# [Try it]
Only these lines of the data below are wanted: the one with "Query: tree trunk", the one with "written like (1334,585).", and any lines between them, each repeated exactly.

# [Data]
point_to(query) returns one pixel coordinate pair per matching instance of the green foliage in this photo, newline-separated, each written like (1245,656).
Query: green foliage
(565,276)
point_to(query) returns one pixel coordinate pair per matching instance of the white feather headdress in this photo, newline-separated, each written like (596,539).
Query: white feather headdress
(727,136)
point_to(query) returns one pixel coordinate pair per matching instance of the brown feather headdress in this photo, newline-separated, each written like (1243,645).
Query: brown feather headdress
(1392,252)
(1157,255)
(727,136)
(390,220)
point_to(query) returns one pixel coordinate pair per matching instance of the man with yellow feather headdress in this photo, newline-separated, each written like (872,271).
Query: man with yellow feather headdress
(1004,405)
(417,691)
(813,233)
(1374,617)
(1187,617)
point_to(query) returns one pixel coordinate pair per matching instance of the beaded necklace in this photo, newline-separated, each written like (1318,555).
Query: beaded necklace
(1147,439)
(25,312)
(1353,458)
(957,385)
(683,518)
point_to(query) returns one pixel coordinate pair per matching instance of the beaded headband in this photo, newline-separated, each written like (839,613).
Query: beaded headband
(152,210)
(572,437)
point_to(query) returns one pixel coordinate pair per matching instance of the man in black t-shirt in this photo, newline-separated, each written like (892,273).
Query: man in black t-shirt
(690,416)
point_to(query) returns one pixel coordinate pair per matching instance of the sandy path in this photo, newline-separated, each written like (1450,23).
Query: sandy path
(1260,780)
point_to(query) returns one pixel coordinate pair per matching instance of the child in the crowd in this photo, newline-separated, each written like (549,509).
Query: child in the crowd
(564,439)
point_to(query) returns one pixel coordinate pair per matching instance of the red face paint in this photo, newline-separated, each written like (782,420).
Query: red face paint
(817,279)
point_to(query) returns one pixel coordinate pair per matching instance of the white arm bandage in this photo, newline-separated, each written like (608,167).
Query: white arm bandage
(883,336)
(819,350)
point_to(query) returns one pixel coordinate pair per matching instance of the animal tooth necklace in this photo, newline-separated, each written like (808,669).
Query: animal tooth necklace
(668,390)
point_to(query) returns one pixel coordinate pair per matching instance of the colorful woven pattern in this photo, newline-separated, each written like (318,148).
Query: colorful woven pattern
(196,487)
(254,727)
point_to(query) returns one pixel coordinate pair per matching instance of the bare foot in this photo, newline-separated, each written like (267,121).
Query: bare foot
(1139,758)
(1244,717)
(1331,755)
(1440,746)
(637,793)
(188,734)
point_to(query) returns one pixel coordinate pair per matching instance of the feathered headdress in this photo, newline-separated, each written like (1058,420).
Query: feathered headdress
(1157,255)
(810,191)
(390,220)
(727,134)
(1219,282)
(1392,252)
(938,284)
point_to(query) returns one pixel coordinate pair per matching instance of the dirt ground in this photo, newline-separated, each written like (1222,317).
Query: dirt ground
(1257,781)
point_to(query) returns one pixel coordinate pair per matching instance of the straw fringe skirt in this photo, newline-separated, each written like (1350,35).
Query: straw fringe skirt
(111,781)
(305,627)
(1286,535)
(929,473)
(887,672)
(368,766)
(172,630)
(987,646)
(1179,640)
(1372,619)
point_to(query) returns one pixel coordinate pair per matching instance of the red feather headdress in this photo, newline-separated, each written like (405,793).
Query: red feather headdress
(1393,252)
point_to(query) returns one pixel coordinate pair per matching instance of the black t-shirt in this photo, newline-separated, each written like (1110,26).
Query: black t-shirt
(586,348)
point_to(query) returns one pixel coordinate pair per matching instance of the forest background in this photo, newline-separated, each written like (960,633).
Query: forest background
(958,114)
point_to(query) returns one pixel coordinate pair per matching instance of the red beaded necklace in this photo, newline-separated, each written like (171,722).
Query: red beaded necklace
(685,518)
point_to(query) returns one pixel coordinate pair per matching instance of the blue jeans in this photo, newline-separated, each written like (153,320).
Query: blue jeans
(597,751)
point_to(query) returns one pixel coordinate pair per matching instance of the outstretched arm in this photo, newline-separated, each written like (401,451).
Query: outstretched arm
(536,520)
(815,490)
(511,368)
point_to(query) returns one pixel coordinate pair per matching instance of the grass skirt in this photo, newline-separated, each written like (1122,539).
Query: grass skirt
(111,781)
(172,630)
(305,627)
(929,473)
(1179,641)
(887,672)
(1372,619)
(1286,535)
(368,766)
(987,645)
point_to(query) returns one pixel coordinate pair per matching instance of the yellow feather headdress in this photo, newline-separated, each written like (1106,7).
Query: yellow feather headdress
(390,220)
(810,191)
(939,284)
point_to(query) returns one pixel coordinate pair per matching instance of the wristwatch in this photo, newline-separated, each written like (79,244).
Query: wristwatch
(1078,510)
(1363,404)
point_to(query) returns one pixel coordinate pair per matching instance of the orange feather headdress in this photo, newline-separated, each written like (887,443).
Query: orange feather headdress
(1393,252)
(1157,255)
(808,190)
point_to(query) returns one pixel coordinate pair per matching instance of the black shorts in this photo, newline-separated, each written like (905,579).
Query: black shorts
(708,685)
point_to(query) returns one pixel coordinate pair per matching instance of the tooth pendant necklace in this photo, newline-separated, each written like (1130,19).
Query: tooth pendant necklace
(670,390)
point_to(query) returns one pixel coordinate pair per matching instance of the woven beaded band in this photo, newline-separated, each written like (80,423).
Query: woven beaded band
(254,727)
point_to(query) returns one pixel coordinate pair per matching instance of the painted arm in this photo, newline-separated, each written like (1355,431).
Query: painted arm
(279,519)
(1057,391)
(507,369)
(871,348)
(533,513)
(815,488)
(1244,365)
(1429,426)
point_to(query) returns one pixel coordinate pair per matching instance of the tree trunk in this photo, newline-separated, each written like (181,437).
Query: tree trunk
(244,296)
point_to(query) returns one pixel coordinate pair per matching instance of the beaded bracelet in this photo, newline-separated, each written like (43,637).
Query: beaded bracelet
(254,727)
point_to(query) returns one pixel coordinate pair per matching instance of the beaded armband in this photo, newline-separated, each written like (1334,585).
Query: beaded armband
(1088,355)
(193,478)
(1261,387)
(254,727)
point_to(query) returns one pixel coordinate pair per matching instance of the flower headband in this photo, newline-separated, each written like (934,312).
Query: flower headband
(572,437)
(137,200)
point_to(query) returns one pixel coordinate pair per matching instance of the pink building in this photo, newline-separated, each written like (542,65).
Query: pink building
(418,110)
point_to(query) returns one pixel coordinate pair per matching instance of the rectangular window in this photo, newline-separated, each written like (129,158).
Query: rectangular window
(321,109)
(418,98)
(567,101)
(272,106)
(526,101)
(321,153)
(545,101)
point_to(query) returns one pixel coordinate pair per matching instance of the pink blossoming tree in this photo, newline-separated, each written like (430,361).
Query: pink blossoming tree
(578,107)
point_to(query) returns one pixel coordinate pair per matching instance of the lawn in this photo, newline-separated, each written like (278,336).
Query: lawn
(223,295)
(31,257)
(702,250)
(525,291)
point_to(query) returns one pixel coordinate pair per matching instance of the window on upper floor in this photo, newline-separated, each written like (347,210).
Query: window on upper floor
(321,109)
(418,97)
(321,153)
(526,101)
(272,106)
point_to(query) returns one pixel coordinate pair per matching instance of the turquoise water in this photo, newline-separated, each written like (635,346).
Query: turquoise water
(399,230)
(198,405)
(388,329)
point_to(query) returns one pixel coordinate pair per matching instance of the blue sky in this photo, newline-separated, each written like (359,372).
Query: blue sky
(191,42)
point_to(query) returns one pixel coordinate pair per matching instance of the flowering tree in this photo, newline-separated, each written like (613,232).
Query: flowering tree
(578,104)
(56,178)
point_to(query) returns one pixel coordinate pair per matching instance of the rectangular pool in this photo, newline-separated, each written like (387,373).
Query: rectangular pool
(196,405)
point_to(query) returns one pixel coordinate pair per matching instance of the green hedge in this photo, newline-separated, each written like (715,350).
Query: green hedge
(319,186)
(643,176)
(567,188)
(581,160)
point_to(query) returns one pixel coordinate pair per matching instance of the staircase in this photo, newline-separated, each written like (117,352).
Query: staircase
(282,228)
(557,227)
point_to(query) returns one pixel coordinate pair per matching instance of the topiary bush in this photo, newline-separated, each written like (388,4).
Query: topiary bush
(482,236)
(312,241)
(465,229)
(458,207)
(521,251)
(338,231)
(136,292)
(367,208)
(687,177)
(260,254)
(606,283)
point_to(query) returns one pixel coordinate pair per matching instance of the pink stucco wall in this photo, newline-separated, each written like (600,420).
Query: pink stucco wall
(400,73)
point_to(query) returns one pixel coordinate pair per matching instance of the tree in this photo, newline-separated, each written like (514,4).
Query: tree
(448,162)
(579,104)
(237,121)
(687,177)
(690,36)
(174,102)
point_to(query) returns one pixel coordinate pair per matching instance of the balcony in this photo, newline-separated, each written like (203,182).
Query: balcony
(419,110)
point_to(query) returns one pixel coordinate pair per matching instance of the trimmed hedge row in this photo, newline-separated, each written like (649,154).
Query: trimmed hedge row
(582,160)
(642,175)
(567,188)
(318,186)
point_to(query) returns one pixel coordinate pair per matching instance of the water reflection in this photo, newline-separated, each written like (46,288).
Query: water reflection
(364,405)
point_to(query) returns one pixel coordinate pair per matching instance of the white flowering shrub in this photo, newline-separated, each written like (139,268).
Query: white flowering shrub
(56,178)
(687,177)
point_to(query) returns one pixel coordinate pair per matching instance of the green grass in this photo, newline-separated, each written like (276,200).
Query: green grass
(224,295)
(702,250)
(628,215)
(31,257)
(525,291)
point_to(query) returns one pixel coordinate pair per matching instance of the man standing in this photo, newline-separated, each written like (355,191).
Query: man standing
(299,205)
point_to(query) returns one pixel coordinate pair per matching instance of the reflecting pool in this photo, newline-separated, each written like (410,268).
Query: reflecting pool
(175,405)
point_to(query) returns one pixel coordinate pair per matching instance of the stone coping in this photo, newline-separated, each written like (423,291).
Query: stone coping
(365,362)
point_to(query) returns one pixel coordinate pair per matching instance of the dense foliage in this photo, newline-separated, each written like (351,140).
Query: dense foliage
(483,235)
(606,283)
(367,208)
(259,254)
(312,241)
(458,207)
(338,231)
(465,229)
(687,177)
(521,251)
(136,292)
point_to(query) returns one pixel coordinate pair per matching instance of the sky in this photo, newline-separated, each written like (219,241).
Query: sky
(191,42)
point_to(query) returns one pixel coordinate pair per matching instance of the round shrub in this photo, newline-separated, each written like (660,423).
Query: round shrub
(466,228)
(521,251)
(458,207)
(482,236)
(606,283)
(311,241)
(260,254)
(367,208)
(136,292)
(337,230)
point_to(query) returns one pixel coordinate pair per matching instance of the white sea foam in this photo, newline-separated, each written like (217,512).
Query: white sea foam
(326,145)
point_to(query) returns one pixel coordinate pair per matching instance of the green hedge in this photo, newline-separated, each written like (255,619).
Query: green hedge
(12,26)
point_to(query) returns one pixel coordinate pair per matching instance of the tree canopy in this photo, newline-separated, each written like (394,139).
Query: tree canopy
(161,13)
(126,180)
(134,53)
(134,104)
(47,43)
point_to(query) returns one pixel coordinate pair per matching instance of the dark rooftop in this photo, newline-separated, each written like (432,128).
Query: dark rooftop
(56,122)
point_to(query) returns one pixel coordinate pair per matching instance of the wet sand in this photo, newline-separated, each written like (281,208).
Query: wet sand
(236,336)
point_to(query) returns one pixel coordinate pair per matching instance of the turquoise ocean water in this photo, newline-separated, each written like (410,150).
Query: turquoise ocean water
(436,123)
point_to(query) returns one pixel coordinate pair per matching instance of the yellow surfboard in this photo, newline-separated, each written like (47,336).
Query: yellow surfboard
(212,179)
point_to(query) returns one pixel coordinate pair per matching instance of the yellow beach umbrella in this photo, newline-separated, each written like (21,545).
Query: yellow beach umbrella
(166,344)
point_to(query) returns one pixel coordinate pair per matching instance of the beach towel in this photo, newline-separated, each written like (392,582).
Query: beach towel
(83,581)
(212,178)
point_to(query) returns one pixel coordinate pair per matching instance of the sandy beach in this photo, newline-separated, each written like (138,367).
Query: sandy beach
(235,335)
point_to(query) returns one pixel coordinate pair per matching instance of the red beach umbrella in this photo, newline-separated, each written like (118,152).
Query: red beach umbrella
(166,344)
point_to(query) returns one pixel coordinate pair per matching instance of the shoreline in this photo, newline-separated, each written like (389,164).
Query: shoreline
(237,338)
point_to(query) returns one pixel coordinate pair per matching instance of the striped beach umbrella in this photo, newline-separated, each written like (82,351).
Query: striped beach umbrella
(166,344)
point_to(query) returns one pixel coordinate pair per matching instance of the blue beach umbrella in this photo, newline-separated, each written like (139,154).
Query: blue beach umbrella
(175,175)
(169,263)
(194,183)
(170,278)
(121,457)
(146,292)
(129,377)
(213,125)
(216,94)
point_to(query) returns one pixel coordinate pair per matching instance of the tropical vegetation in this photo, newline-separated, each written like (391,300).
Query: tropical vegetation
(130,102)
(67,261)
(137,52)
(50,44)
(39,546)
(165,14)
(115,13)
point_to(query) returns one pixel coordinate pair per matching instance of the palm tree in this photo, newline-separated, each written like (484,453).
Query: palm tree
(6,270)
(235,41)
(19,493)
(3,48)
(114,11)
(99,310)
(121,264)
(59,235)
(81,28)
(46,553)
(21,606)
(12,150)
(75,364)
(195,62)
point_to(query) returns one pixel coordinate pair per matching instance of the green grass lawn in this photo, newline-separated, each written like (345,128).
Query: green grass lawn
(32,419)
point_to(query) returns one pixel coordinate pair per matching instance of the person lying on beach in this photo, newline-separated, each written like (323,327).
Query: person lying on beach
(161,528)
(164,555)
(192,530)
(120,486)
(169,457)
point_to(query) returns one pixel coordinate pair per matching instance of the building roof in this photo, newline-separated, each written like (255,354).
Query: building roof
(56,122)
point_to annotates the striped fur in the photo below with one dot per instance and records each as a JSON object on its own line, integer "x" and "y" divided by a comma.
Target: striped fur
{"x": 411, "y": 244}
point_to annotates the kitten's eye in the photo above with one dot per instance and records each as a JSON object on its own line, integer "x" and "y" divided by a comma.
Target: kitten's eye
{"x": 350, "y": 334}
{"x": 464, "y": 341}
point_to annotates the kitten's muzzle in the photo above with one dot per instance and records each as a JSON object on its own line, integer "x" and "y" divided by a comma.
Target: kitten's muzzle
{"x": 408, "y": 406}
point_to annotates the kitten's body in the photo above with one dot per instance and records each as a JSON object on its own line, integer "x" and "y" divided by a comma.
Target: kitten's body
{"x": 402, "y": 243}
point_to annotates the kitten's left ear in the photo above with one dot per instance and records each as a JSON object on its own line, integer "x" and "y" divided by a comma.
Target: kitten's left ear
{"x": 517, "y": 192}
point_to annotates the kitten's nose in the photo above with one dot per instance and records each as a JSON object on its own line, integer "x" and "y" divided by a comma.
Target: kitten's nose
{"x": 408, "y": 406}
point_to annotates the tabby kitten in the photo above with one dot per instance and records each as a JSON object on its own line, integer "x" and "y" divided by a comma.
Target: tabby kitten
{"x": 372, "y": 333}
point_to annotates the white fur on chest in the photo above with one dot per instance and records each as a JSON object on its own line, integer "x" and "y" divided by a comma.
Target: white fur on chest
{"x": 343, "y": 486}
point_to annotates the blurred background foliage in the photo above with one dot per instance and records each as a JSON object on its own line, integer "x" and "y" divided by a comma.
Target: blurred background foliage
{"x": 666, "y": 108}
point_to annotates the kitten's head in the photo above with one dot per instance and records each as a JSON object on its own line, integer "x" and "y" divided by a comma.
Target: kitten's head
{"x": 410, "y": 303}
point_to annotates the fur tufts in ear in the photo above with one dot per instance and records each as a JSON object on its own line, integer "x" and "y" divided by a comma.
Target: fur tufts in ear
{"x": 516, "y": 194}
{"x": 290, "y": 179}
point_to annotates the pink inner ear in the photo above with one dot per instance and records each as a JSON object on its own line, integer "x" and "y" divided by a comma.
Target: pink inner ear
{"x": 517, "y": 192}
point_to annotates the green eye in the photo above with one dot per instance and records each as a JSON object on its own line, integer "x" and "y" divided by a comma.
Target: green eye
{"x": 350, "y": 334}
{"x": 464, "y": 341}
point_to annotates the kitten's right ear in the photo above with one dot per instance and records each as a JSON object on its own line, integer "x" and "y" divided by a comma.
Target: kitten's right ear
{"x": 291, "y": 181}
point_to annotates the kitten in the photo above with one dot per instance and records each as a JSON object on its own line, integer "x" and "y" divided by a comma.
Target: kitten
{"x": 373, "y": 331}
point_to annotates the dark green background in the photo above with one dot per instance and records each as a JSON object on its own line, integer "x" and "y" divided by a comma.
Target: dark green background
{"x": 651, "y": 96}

# [Answer area]
Query: tree trunk
(244,296)
point_to(query) returns one pixel coordinate pair per matching instance of the beaded bracelet in this photo, newline-separated, each written like (43,637).
Query: beaded bracelet
(254,727)
point_to(query) returns one pixel coordinate pair per matching instance of the beaded armband in this photo, newline-separated, each written like (1334,585).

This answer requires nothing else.